TEXT TO READ:
As I have mentioned in a previous post, I have been studying World War II again. I have actually been studying it all my life as I was born in 1945 and my father being both an intellectual curious man and a former sailor, veteran of the North Atlantic and the South Pacific, we were all raised on Victory at Sea and EVERY war movie on vhs and then dvd. My father had sets upon sets of these and when we visited him in West Va. after he and our mother retired and built a house there, we all watched them again, together in the darkened living room, held by a magnetic to the horror.
Needless to say the war was the central historic event to my father's life just as the Vietnam War was to my brother's life and the Women's Revolution was to mine. But I shared theirs totally and they shared mine inadvertently and by the pull of time and events rather than by choice or study or film.
So, at one point, my passion for history moved from the big and epic to the personal and I began to collect and read personal diaries of people caught up in these events. I became obsessed with the stories of the little people, the artisans, the farmers, the widows, the storekeepers, the school teachers, those who were swept over by war the way all of us are swept over by hurricanes. First I began with the survivors, such as the survivors of the Russian Revolution, Osip Mandelstam and Nadezhda Mandelstam, who were sent into "eternal exile" by Stalin. What I always wanted to know was How did they survive? As it happens there are a great many diaries of survivors of the Revolution in Russia as a great many poets and writers were sent into exile, not the least of which was, of course, Solzhenitsyn, the Gulag Archipelago.
I was drawn to the Russians because of both my interest in the novelists, Tolstoy and Dostoevsky, and by the wonderful film Dr. Zhivago. But after the Revolution and in reaction to a literature class insult, I began to focus my search more on the forgotten people, the WOMEN of history.

REQUIREMENTS:
[a] According to the post, in what year was the writer born?
[b] Using the post, explain why the writer was drawn to the Russians.
[c] Duplicate the part of the post that opens with the words containing "As I have mentioned" and closes with "to the horror.".
The entries that follow have no connection to the post.

RECORD EXCERPTS:
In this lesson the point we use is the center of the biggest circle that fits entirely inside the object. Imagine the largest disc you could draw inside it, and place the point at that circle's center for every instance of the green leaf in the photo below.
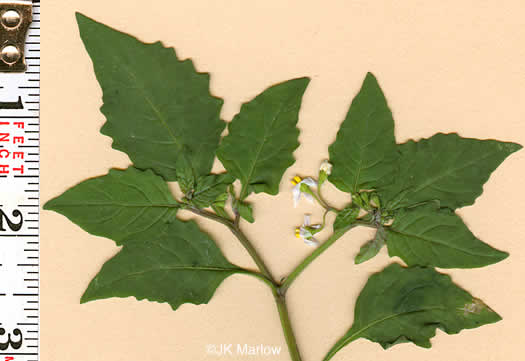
(119, 204)
(364, 152)
(371, 248)
(245, 211)
(155, 104)
(209, 188)
(407, 305)
(185, 173)
(175, 263)
(445, 167)
(427, 235)
(346, 217)
(263, 137)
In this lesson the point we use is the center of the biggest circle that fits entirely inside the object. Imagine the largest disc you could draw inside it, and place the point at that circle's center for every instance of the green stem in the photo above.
(270, 283)
(340, 344)
(320, 250)
(234, 228)
(264, 276)
(286, 324)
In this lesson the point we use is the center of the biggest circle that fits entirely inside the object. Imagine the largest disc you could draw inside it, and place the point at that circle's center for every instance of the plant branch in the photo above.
(234, 228)
(286, 324)
(264, 276)
(309, 259)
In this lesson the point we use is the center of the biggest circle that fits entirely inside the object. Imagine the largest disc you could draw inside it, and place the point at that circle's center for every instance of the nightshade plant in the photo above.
(160, 112)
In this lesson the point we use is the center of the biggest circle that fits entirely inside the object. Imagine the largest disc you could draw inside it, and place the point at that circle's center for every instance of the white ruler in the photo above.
(19, 200)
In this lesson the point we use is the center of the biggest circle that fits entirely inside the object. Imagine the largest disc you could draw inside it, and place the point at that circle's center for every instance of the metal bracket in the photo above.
(15, 18)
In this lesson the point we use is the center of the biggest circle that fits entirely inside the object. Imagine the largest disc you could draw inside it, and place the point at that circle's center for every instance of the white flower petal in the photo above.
(308, 197)
(306, 220)
(296, 194)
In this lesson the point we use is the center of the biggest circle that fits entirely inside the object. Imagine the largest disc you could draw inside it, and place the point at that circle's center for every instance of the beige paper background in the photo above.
(444, 66)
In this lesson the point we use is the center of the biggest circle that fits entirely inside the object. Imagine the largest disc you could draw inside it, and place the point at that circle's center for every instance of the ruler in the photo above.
(19, 179)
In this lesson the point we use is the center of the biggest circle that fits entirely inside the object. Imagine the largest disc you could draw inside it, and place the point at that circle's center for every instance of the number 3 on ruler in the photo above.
(16, 345)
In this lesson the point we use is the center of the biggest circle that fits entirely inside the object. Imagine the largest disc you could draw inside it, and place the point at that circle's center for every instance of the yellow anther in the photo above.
(296, 180)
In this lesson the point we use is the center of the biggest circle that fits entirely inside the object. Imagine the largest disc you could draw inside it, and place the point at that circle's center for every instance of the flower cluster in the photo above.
(304, 187)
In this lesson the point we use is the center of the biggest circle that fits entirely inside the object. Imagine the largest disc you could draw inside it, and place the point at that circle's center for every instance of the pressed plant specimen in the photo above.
(160, 112)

TASK-BY-TASK RESULTS:
[a] The writer was born in 1945.

[b] The writer was drawn to the Russians because of an interest in the novelists Tolstoy and Dostoevsky and because of the film Dr. Zhivago.

[c]
As I have mentioned in a previous post, I have been studying World War II again. I have actually been studying it all my life as I was born in 1945 and my father being both an intellectual curious man and a former sailor, veteran of the North Atlantic and the South Pacific, we were all raised on Victory at Sea and EVERY war movie on vhs and then dvd. My father had sets upon sets of these and when we visited him in West Va. after he and our mother retired and built a house there, we all watched them again, together in the darkened living room, held by a magnetic to the horror.